Com a chegada de muitos adeptos não negros nas religiões de matrizes africanas, e a própria reconfiguração religiosa no Brasil com a chegada dos Neopentecostais e então a utilização dos meios midiáticos como ferramentas do processo religioso, o capitalismo se integrou a lógica organizacional das religiões criando assim a noção de competição, adeptos passaram a virar clientes a serem cooptados e disputados e o discurso de adesão também se transformou.

O candomblé passa a não mais ser visto como um quilombo urbano que preza a preservação de um ethos ancestral que nos possibilita o retorno as práticas ancestrais, para torna-se então um balcão de negócios, vendendo magias e facilidades. E esses religiosos passam a se relacionarem com o processo religioso a partir de um comportamento mercadológico de consumo, onde o cliente sempre tem razão, e o serviço comprado precisa ser entregue a qualquer custo, a final pagou-se por isso.

Esse novo formato capitalista criou dentro do próprio candomblé um movimento de (re)africanização. Ora, se agora o processo religioso é visto como um mercado, não bastava mais ser sacerdote, era preciso chancelas que trariam destaque, e é nessa direção que as jornadas a Nigéria e Benin começam a surgir em busca dessas validações. Por volta das décadas de 1980 é possível analisar o fenômeno que hoje já é consolidado, onde algumas lideranças religiosas, em sua maioria branca, começaram a introduzirem reformas em suas liturgias com base no discurso do “puramente africano”.

Vamos pensar o lugar de onde surge esse processo de (re)africanização, como já dito no texto, o candomblé migrou de salvador para o Sudeste, principalmente no eixo Rio-São Paulo e se difundiu, com essa difusão se afastou de suas origens e tradições, criando assim lacunas nos processos de aprendizados e práticas litúrgicas.

E para um melhor entendimento desse fenômeno, Prandi (1998) explica que “voltar à África não para ser africano nem para ser negro, mas para recuperar um patrimônio cuja presença no Brasil é agora motivo de orgulho, sabedoria e reconhecimento público (…)”. Entretanto esse patrimônio buscado na África, não tem serventia no candomblé, uma vez que esse já é completo, ou seja, já foi estruturado e construído pelos ancestrais que o pensaram e organizaram. Então, quando essas pessoas se afastam desse candomblé, de suas origens, eles se debruçam na intelectualidade e nas facilidades que o capital favorece para então tecerem sua colcha de conhecimento disforme, e é preciso salientar que esse fenômeno está intimamente ligado ao ingresso dos não negros que possuem alguma relação com a academia ou possuem um maior poder aquisitivo para investirem.

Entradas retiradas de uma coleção
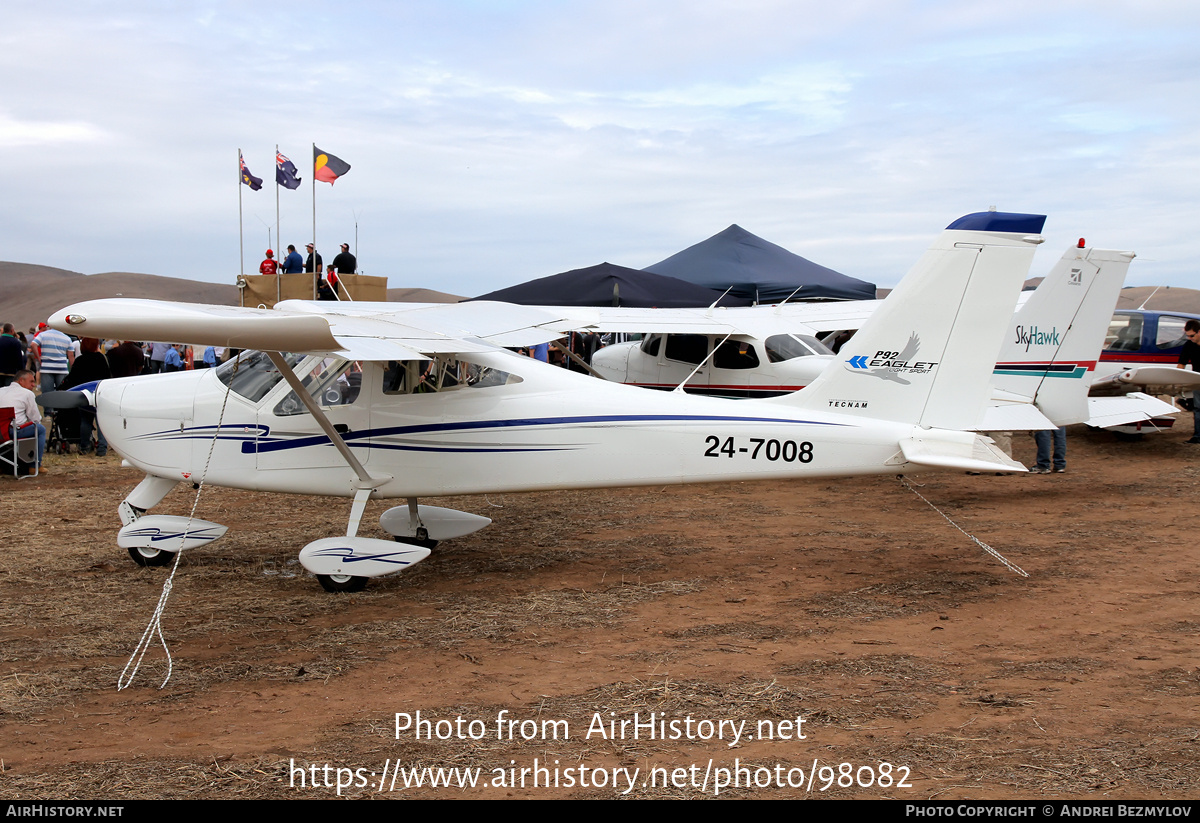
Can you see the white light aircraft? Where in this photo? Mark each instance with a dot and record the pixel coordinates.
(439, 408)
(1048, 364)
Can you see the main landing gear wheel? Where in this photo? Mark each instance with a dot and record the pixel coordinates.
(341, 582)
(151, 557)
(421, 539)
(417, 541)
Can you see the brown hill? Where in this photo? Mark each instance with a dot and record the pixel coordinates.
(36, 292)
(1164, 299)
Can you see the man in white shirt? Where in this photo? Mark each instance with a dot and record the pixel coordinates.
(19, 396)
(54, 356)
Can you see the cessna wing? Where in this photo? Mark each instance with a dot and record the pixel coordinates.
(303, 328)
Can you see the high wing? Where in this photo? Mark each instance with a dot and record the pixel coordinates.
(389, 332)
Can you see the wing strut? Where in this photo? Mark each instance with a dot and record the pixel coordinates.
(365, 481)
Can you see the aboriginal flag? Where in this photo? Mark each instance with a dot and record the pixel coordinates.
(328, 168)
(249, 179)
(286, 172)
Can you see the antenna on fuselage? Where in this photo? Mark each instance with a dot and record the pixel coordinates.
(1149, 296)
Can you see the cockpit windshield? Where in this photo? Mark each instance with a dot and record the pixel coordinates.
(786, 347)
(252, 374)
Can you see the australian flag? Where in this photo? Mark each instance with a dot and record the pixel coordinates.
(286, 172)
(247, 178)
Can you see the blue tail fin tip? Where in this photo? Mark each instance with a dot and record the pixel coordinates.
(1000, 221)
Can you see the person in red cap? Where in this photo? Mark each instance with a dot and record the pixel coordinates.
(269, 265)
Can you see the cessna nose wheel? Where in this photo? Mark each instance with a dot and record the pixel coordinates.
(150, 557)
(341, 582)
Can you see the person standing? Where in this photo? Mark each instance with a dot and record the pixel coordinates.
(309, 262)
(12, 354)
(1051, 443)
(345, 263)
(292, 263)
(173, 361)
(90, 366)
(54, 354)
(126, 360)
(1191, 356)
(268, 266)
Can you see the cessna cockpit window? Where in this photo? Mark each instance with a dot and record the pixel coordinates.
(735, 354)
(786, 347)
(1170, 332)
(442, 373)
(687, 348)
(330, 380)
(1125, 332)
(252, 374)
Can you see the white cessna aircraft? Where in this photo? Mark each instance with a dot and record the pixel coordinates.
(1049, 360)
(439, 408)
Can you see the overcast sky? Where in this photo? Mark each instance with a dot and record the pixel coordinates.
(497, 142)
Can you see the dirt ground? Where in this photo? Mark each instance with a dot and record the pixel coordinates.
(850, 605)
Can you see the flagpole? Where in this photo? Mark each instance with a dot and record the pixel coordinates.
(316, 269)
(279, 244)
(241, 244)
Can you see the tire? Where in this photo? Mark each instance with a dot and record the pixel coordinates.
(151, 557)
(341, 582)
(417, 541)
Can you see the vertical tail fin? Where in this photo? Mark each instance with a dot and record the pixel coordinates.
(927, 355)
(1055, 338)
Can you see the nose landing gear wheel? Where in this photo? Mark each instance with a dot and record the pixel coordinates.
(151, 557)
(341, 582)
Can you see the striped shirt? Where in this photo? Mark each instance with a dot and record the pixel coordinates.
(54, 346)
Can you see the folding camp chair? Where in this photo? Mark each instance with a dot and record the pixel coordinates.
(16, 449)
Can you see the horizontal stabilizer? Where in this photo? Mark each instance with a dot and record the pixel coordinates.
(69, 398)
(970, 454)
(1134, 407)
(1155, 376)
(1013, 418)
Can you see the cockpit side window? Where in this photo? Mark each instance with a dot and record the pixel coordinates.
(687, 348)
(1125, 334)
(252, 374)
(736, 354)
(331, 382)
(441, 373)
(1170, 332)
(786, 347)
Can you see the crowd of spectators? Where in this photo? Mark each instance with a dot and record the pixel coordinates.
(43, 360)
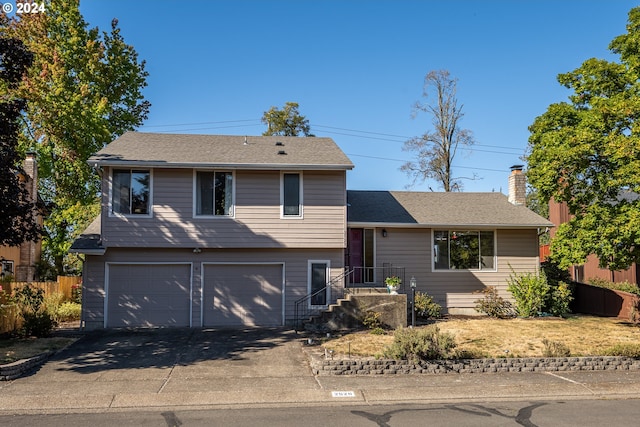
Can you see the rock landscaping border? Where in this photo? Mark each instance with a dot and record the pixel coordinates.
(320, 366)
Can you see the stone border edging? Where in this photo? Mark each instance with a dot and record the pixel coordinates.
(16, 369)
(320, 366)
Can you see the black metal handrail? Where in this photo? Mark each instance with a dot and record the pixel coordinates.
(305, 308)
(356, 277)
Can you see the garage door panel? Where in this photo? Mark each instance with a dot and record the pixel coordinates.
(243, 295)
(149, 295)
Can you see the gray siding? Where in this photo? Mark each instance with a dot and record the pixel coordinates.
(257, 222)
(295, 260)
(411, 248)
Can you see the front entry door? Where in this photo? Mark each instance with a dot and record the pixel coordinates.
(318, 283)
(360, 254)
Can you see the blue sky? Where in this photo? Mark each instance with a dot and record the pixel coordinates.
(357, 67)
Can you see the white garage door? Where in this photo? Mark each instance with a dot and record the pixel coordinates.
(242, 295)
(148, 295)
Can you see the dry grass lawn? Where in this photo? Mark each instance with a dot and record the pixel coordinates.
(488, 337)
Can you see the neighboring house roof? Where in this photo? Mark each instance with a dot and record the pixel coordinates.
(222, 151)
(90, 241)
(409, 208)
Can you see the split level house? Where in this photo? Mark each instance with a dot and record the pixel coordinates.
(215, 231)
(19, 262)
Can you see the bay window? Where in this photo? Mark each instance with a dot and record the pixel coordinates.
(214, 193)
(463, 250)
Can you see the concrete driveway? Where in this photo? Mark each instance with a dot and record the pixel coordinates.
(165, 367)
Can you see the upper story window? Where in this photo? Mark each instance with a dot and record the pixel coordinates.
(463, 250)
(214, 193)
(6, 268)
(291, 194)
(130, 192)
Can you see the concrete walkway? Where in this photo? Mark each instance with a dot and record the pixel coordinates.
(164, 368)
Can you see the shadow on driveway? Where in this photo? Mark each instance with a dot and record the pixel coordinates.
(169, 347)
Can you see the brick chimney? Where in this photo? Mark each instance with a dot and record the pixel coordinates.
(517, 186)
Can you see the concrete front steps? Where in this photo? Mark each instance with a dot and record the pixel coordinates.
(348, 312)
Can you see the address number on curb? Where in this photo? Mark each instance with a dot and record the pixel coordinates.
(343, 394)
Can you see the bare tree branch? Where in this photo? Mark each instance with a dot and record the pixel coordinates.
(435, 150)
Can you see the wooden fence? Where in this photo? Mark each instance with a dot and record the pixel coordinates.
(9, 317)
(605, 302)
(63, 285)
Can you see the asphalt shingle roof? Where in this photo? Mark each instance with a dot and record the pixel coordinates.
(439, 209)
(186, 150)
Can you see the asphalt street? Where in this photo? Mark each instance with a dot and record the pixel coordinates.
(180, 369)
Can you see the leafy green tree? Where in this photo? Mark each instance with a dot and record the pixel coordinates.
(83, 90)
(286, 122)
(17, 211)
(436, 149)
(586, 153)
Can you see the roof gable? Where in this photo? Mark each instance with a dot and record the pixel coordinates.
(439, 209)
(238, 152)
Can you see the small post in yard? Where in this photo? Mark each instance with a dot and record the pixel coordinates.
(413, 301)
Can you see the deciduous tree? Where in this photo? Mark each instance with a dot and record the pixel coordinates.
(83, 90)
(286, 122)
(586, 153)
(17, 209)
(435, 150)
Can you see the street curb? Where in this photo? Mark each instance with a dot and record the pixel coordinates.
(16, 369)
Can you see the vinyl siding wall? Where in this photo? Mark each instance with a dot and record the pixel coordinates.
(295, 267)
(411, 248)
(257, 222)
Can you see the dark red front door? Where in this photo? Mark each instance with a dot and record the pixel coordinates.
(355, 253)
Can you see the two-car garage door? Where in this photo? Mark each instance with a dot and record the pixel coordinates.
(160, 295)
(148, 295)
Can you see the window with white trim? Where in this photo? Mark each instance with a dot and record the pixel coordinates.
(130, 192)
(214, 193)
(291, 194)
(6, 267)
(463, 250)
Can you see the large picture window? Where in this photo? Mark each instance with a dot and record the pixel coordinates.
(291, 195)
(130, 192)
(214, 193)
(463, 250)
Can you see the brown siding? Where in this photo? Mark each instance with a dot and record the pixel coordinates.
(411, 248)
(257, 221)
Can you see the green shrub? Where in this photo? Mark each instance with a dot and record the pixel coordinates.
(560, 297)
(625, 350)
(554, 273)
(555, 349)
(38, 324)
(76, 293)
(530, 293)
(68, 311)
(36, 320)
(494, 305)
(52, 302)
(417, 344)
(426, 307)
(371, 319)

**Conjunto de tarefas:**
• A. Transcreva fielmente o trecho do texto sobre o candomblé que vai de "O candomblé passa" a "pagou-se por isso.".
• B. Reproduza palavra por palavra as linhas da listagem desde o início até a linha com "(1164, 299)", incluindo as duas extremidades. Deixe as imagens fora da resposta.

**Os resultados:**
• A.
O candomblé passa a não mais ser visto como um quilombo urbano que preza a preservação de um ethos ancestral que nos possibilita o retorno as práticas ancestrais, para torna-se então um balcão de negócios, vendendo magias e facilidades. E esses religiosos passam a se relacionarem com o processo religioso a partir de um comportamento mercadológico de consumo, onde o cliente sempre tem razão, e o serviço comprado precisa ser entregue a qualquer custo, a final pagou-se por isso.

• B.
Can you see the white light aircraft? Where in this photo? Mark each instance with a dot and record the pixel coordinates.
(439, 408)
(1048, 364)
Can you see the main landing gear wheel? Where in this photo? Mark each instance with a dot and record the pixel coordinates.
(341, 582)
(151, 557)
(421, 539)
(417, 541)
Can you see the brown hill? Where in this photo? Mark each instance with a dot and record the pixel coordinates.
(36, 292)
(1164, 299)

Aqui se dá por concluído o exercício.